## TEXT SECTION
## Start
If you love the musical’s protagonist Jean Valjean – the 19th-century French prisoner who violates his parole to right a wrong, while evading dogged police inspector Javert (Russell Crowe) – you’ll be blown away by Hugh Jackman’s stunning portrayal.
If you love the tunes, you’ll be in raptures over Helena Bonham Carter and Sacha Baron Cohen’s Master Of The House comedy routine. And if you’re a King’s Speech fan, you’ll love what its director Tom Hooper has conjured with his follow-up.
Refusing to adjust the global hit musical’s sung-through nature for Hollywood is bold, and it’s an approach that works fantastically well. The tunes combine with Tinseltown’s sense of scale (production design, locations, FX work) to knockout effect.
Cinema’s close-up performances add to the stage’s sing-it-to-the-back convention to make both a profoundly moving story and performance, where the lyric-led narrative is matched with intimate human moments, too.
## End
(Shape annotation entries)
## Start
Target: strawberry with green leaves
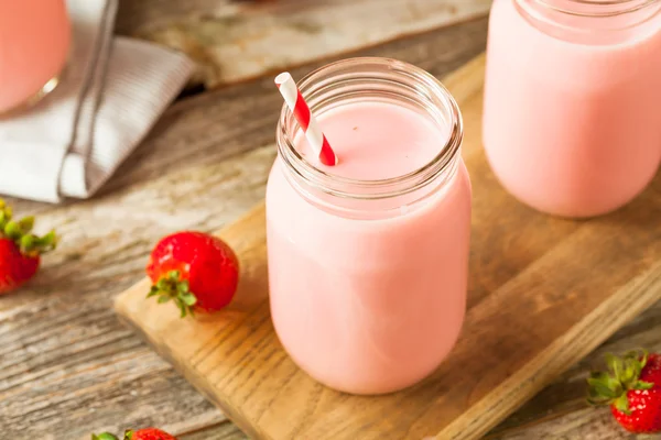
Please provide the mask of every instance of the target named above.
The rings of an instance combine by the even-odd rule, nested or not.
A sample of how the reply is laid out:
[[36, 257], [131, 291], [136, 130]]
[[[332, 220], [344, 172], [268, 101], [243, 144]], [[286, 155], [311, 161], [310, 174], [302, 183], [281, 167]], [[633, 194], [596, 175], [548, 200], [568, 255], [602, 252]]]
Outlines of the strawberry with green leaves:
[[[91, 440], [118, 440], [109, 432], [91, 435]], [[128, 430], [124, 432], [123, 440], [176, 440], [174, 436], [169, 435], [156, 428], [144, 428], [138, 430]]]
[[239, 282], [239, 261], [223, 240], [184, 231], [155, 245], [147, 274], [153, 283], [148, 297], [174, 301], [183, 318], [220, 310], [231, 301]]
[[36, 274], [41, 255], [55, 249], [57, 235], [32, 233], [33, 217], [14, 220], [11, 208], [0, 199], [0, 295], [14, 290]]
[[588, 402], [609, 405], [616, 420], [635, 433], [661, 432], [661, 355], [632, 351], [606, 355], [607, 372], [587, 380]]

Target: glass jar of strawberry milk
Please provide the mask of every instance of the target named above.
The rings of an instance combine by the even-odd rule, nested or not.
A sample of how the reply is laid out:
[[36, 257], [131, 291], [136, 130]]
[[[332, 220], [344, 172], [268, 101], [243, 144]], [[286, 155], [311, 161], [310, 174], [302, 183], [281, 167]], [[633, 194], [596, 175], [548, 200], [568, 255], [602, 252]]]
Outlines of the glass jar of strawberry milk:
[[69, 43], [64, 0], [0, 0], [0, 113], [55, 88]]
[[484, 143], [518, 199], [592, 217], [661, 161], [661, 0], [495, 0]]
[[470, 183], [453, 97], [405, 63], [354, 58], [300, 85], [339, 160], [288, 109], [267, 188], [271, 314], [318, 382], [381, 394], [432, 373], [464, 319]]

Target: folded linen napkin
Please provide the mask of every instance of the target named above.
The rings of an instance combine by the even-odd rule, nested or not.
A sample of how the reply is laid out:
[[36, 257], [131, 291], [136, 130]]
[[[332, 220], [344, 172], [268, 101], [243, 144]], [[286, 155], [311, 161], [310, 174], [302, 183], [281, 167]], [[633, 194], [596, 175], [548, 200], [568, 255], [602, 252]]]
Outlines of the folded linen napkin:
[[57, 88], [0, 118], [0, 194], [87, 198], [115, 172], [193, 72], [183, 54], [113, 37], [117, 0], [67, 0], [73, 43]]

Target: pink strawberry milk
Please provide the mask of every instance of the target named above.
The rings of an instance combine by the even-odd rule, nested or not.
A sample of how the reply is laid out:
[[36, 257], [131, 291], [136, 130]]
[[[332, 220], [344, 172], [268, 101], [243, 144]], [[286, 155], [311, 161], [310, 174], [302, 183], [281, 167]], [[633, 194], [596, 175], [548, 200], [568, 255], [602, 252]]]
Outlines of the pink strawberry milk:
[[300, 85], [335, 151], [292, 113], [267, 188], [271, 314], [293, 361], [354, 394], [394, 392], [447, 356], [466, 305], [470, 183], [448, 91], [405, 63], [354, 58]]
[[0, 0], [0, 112], [54, 87], [69, 42], [64, 0]]
[[518, 199], [592, 217], [661, 161], [661, 0], [496, 0], [484, 143]]

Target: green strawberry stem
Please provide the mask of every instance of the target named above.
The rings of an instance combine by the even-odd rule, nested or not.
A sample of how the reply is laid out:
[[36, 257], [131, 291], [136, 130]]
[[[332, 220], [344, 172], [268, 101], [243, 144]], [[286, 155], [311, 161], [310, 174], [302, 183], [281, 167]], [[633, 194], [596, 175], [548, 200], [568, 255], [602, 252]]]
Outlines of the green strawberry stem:
[[91, 440], [118, 440], [117, 437], [110, 432], [93, 433]]
[[11, 207], [0, 199], [0, 239], [13, 241], [24, 255], [36, 256], [50, 252], [57, 245], [57, 235], [51, 231], [44, 237], [32, 233], [34, 217], [12, 219]]
[[648, 361], [646, 350], [626, 353], [622, 358], [606, 354], [607, 372], [593, 372], [587, 380], [590, 405], [613, 405], [619, 411], [630, 415], [627, 393], [631, 389], [650, 389], [654, 386], [640, 380], [640, 373]]
[[173, 300], [182, 312], [182, 318], [186, 315], [194, 315], [193, 306], [197, 302], [197, 297], [188, 289], [188, 280], [182, 279], [178, 271], [170, 271], [154, 284], [147, 297], [158, 296], [159, 304]]

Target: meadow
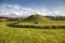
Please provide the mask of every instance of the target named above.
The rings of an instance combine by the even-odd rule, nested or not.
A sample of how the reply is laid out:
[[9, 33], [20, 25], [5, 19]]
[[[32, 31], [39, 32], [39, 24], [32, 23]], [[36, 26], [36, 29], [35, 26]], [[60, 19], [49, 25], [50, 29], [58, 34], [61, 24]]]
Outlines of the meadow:
[[0, 23], [0, 43], [65, 43], [65, 29], [13, 28], [6, 24]]
[[0, 43], [65, 43], [65, 20], [32, 15], [24, 20], [0, 22]]

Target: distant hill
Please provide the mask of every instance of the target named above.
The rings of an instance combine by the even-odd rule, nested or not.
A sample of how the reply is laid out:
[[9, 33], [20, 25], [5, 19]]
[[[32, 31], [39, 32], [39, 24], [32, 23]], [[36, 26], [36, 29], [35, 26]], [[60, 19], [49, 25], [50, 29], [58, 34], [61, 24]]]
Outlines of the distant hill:
[[15, 22], [15, 20], [23, 20], [23, 17], [15, 18], [15, 17], [0, 17], [0, 22]]
[[49, 18], [47, 17], [43, 17], [39, 14], [36, 14], [36, 15], [31, 15], [27, 18], [24, 19], [24, 22], [39, 22], [39, 23], [47, 23], [47, 22], [50, 22]]
[[51, 20], [65, 20], [65, 16], [46, 16]]

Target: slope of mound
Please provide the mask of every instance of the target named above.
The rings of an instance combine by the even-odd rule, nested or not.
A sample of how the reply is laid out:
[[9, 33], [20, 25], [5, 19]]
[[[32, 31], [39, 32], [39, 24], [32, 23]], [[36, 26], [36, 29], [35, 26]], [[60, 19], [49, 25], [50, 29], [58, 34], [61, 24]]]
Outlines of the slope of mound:
[[49, 20], [50, 20], [49, 18], [38, 15], [38, 14], [31, 15], [31, 16], [24, 19], [24, 22], [39, 22], [39, 23], [47, 23]]

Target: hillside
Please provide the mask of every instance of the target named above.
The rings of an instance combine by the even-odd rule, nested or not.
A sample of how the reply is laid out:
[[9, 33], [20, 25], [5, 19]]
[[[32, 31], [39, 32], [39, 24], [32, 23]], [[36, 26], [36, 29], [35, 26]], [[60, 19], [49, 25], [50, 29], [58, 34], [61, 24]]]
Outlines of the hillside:
[[31, 15], [27, 18], [24, 19], [24, 22], [39, 22], [39, 23], [47, 23], [47, 22], [50, 22], [49, 18], [44, 17], [44, 16], [41, 16], [41, 15]]

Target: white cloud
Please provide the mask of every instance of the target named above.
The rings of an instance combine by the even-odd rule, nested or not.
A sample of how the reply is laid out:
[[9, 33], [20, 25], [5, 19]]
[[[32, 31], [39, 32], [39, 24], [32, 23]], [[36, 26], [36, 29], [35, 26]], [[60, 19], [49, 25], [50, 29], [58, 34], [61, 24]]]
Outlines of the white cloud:
[[31, 9], [25, 8], [18, 4], [1, 4], [0, 5], [0, 16], [22, 16], [26, 17], [38, 13], [40, 15], [49, 15], [49, 16], [65, 16], [65, 10], [63, 6], [58, 6], [57, 9], [50, 11], [48, 9]]

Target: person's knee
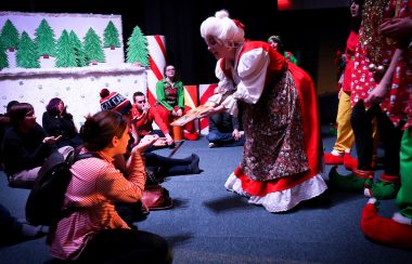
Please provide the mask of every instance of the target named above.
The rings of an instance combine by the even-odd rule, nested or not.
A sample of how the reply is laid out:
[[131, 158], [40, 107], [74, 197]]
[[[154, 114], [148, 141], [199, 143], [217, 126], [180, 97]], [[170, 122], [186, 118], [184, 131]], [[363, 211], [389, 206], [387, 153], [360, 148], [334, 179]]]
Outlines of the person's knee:
[[209, 141], [209, 142], [216, 142], [219, 140], [218, 135], [214, 132], [209, 132], [207, 135], [206, 135], [206, 138]]

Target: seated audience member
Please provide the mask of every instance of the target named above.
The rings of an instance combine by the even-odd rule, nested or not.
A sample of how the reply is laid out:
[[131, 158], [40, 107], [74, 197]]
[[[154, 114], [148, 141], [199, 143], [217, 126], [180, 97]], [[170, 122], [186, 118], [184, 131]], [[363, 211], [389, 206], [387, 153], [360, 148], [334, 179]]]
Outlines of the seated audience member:
[[[107, 89], [103, 89], [100, 95], [102, 97], [100, 101], [102, 109], [115, 110], [128, 116], [129, 118], [131, 117], [131, 103], [121, 94], [117, 92], [111, 93]], [[133, 129], [131, 128], [131, 130]], [[131, 134], [137, 135], [137, 138], [131, 138], [129, 146], [138, 144], [141, 138], [136, 131], [131, 132]], [[162, 146], [165, 145], [166, 142], [165, 140], [159, 138], [155, 144]], [[151, 151], [144, 151], [143, 156], [145, 158], [146, 167], [155, 168], [155, 171], [163, 177], [171, 175], [198, 174], [203, 171], [198, 167], [199, 158], [195, 154], [182, 159], [163, 157]]]
[[81, 138], [73, 122], [73, 116], [66, 111], [64, 102], [59, 97], [54, 97], [50, 100], [46, 109], [42, 117], [42, 127], [48, 135], [61, 135], [61, 138], [55, 144], [56, 147], [72, 146], [76, 148], [81, 145]]
[[[206, 138], [209, 147], [243, 146], [244, 136], [239, 129], [239, 119], [228, 113], [219, 113], [210, 116], [209, 133]], [[243, 131], [242, 131], [243, 132]]]
[[34, 226], [25, 221], [14, 217], [10, 211], [0, 203], [0, 246], [38, 238], [46, 235], [43, 226]]
[[40, 167], [61, 136], [46, 136], [28, 103], [13, 105], [9, 117], [12, 128], [5, 132], [1, 146], [2, 153], [8, 154], [4, 172], [10, 186], [33, 187]]
[[[5, 114], [0, 115], [0, 144], [3, 140], [5, 131], [8, 131], [11, 128], [9, 111], [10, 111], [10, 108], [15, 104], [18, 104], [18, 102], [17, 101], [10, 101], [8, 106], [7, 106]], [[1, 147], [0, 147], [0, 168], [1, 168], [0, 170], [2, 170], [4, 167], [3, 159], [4, 159], [3, 153], [1, 151]]]
[[[173, 65], [166, 65], [165, 76], [156, 84], [156, 109], [164, 122], [169, 126], [172, 119], [185, 115], [189, 109], [184, 106], [183, 83], [177, 80]], [[193, 122], [184, 126], [183, 136], [188, 141], [198, 138], [198, 133], [195, 131]]]
[[[166, 137], [168, 146], [173, 146], [173, 138], [171, 138], [168, 126], [164, 122], [154, 107], [146, 103], [146, 97], [142, 92], [133, 93], [132, 124], [140, 137], [147, 134], [158, 134], [160, 137]], [[153, 122], [159, 127], [160, 130], [153, 130]]]
[[127, 177], [114, 166], [114, 158], [127, 151], [128, 120], [121, 114], [103, 110], [88, 116], [80, 136], [80, 153], [100, 158], [82, 159], [70, 168], [64, 207], [78, 207], [51, 228], [51, 254], [81, 263], [168, 263], [168, 245], [158, 235], [131, 229], [115, 210], [115, 202], [142, 198], [146, 174], [142, 154], [155, 136], [131, 149]]

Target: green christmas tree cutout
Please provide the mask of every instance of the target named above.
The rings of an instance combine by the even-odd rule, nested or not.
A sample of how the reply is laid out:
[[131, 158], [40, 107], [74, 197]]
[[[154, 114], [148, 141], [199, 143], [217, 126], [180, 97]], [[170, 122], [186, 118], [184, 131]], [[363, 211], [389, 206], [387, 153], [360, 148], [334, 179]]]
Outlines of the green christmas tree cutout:
[[104, 52], [102, 48], [102, 41], [99, 36], [95, 34], [93, 28], [89, 28], [85, 36], [83, 48], [86, 52], [86, 58], [88, 64], [98, 64], [104, 63]]
[[104, 29], [103, 42], [103, 47], [111, 48], [111, 50], [120, 48], [119, 32], [112, 21], [108, 22], [106, 28]]
[[73, 30], [68, 35], [68, 38], [70, 40], [73, 50], [75, 52], [77, 66], [78, 67], [87, 66], [86, 53], [85, 53], [85, 49], [83, 49], [83, 45], [81, 44], [80, 39], [77, 37], [77, 35]]
[[0, 35], [0, 69], [9, 67], [9, 57], [5, 53], [7, 48], [3, 43], [3, 38]]
[[143, 67], [149, 67], [147, 39], [139, 26], [134, 27], [127, 44], [127, 62], [140, 63]]
[[40, 68], [39, 55], [35, 42], [23, 31], [16, 53], [17, 66], [22, 68]]
[[62, 31], [57, 40], [55, 66], [77, 67], [76, 54], [66, 29]]
[[39, 55], [43, 56], [44, 58], [49, 58], [49, 56], [55, 56], [54, 31], [44, 18], [40, 22], [39, 27], [36, 29], [35, 36]]
[[14, 51], [18, 47], [18, 31], [13, 25], [13, 23], [8, 19], [1, 29], [1, 38], [3, 40], [3, 45], [9, 51]]

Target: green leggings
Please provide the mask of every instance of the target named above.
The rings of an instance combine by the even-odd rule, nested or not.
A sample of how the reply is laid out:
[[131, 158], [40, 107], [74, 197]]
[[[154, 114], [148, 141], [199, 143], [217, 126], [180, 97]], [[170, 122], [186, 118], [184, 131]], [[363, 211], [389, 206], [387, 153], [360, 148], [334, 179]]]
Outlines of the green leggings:
[[412, 127], [403, 132], [400, 146], [400, 182], [396, 199], [400, 214], [412, 219]]

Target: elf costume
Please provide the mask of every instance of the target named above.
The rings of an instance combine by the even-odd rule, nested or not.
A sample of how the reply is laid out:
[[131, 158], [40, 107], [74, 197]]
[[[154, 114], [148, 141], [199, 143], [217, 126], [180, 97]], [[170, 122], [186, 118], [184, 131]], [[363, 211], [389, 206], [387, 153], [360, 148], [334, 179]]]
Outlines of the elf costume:
[[[389, 92], [383, 102], [365, 103], [370, 92], [382, 80], [386, 67], [389, 65], [395, 50], [400, 43], [384, 38], [378, 30], [385, 18], [411, 17], [412, 2], [408, 0], [377, 0], [365, 1], [360, 41], [355, 58], [352, 74], [351, 123], [356, 135], [358, 153], [358, 168], [348, 176], [339, 175], [336, 171], [330, 173], [331, 183], [338, 188], [361, 192], [362, 182], [365, 184], [364, 194], [377, 199], [395, 198], [399, 189], [399, 150], [402, 136], [401, 129], [405, 129], [404, 107], [402, 102], [407, 97], [407, 83], [400, 72], [404, 71], [403, 60], [396, 62]], [[378, 121], [379, 137], [385, 148], [385, 172], [379, 182], [374, 183], [374, 168], [372, 167], [372, 118]], [[355, 183], [355, 184], [352, 184]]]
[[[390, 1], [391, 5], [397, 3], [399, 4], [399, 1]], [[404, 0], [400, 6], [411, 10], [412, 1]], [[411, 18], [411, 14], [402, 17]], [[390, 94], [390, 106], [392, 106], [389, 117], [392, 122], [404, 122], [399, 155], [400, 188], [396, 198], [399, 211], [391, 219], [384, 219], [377, 214], [376, 200], [371, 198], [362, 212], [361, 229], [366, 237], [374, 241], [391, 247], [412, 249], [412, 76], [410, 74], [412, 71], [412, 51], [410, 39], [405, 40], [409, 43], [408, 48], [404, 48], [402, 39], [398, 41], [398, 47], [403, 51], [396, 64], [392, 85], [388, 93]], [[371, 193], [373, 196], [376, 194], [373, 187]]]

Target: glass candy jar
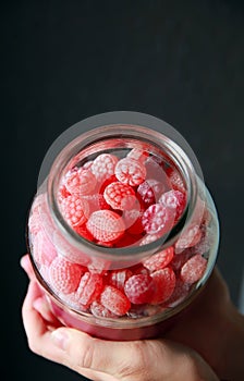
## End
## GOAL OF THE EXERCISE
According to the film review, which actor plays the police inspector Javert?

## TASK ANSWER
Russell Crowe